What to work on » The reply should contain all of the data below, word for word.

Data section »

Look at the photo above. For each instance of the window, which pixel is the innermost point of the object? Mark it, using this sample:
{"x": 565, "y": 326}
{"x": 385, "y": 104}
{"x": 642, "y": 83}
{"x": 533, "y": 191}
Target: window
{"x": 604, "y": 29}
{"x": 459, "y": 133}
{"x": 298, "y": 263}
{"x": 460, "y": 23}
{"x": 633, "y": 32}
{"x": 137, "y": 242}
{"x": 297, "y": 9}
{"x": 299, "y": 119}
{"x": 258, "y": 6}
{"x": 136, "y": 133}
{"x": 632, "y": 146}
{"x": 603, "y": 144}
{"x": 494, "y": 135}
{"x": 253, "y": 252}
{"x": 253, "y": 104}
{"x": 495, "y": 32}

Written response »
Look at the photo above. For each instance of the window, which pixel is the innermost point of the object? Mark it, using this sample:
{"x": 565, "y": 326}
{"x": 385, "y": 104}
{"x": 642, "y": 83}
{"x": 533, "y": 191}
Target: window
{"x": 604, "y": 29}
{"x": 459, "y": 133}
{"x": 298, "y": 263}
{"x": 460, "y": 23}
{"x": 633, "y": 32}
{"x": 137, "y": 242}
{"x": 297, "y": 9}
{"x": 299, "y": 119}
{"x": 258, "y": 6}
{"x": 136, "y": 133}
{"x": 632, "y": 146}
{"x": 603, "y": 144}
{"x": 494, "y": 135}
{"x": 253, "y": 252}
{"x": 253, "y": 104}
{"x": 495, "y": 32}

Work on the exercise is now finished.